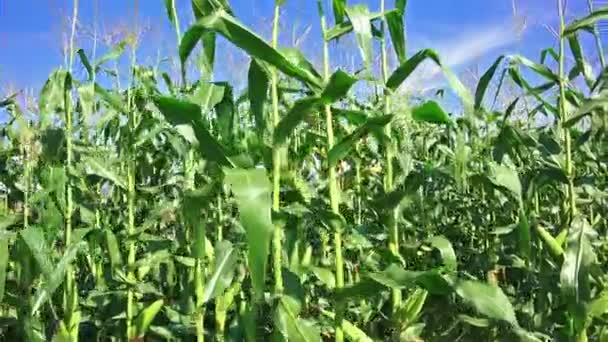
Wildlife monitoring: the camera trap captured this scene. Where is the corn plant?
[0,0,608,341]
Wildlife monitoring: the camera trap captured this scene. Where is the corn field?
[0,0,608,342]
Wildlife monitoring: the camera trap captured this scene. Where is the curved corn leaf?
[154,96,232,166]
[427,235,458,271]
[327,115,393,167]
[368,264,452,294]
[332,0,346,25]
[274,96,322,145]
[321,70,358,104]
[274,296,321,342]
[386,49,474,114]
[560,217,597,303]
[203,241,238,303]
[455,280,519,327]
[32,241,86,315]
[247,58,270,136]
[562,7,608,37]
[224,168,274,299]
[135,299,165,338]
[475,56,504,109]
[346,4,372,70]
[179,10,321,88]
[412,101,452,124]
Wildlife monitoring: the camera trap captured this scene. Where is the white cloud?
[402,17,525,93]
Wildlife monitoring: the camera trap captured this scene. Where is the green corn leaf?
[321,70,358,104]
[135,299,165,338]
[203,241,238,303]
[104,229,122,269]
[327,115,393,167]
[517,207,532,260]
[455,280,519,327]
[560,217,597,303]
[179,10,321,88]
[386,49,474,114]
[95,40,127,71]
[154,96,232,166]
[368,264,451,294]
[32,241,86,315]
[274,96,322,145]
[19,226,54,275]
[189,81,230,110]
[83,157,127,190]
[386,9,407,64]
[505,55,559,83]
[321,310,374,342]
[490,163,522,202]
[332,0,346,25]
[562,7,608,37]
[535,224,564,260]
[0,231,9,302]
[386,49,441,91]
[224,168,274,300]
[247,59,270,136]
[412,101,452,124]
[427,235,458,271]
[76,49,95,81]
[94,83,128,113]
[164,0,175,23]
[274,296,321,342]
[475,56,504,109]
[38,69,72,129]
[278,48,323,80]
[325,10,395,42]
[346,5,372,70]
[587,290,608,318]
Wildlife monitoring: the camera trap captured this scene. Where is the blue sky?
[0,0,594,94]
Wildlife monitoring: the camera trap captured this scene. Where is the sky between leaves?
[0,0,595,97]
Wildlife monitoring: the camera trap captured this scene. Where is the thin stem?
[63,0,79,341]
[557,0,576,221]
[317,0,344,342]
[380,0,401,317]
[126,42,137,340]
[271,3,283,294]
[587,0,606,70]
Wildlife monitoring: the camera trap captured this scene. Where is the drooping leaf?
[274,296,321,342]
[224,168,274,299]
[456,280,519,327]
[427,235,458,271]
[332,0,346,25]
[134,299,165,338]
[0,231,9,302]
[475,56,504,109]
[154,96,232,166]
[321,310,373,342]
[274,96,321,145]
[83,157,127,190]
[412,100,452,124]
[386,6,407,63]
[562,7,608,37]
[368,264,451,294]
[321,70,358,104]
[38,69,72,129]
[490,163,522,201]
[247,59,270,136]
[327,115,393,167]
[346,4,372,70]
[179,11,321,88]
[32,241,86,314]
[560,217,597,303]
[203,241,238,303]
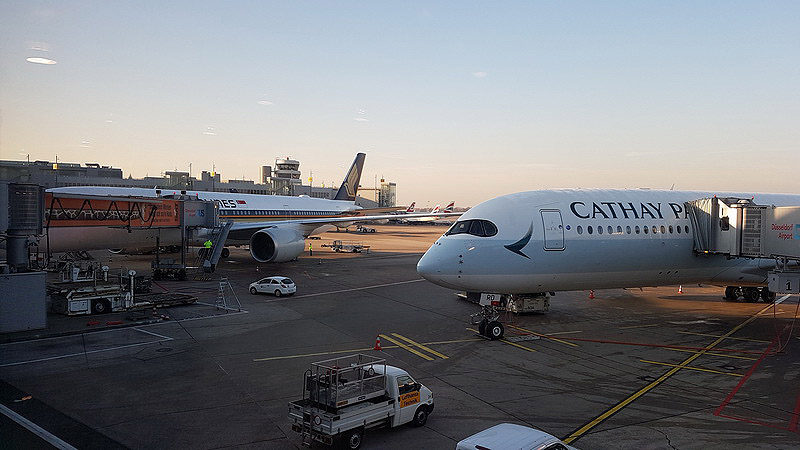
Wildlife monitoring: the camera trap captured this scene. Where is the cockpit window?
[445,219,497,237]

·····

Show every line of the records that contains the string "corn", copied in full. Case counts.

Wildlife monitoring: the camera trap captured this scene. Where is the corn plant?
Wildlife monitoring: the camera trap captured this scene. Where is the corn field?
Wildlife monitoring: the camera trap captured this scene. Where is the curved corn leaf?
Wildlife monitoring: the camera trap captured this scene. Where is the green corn leaf?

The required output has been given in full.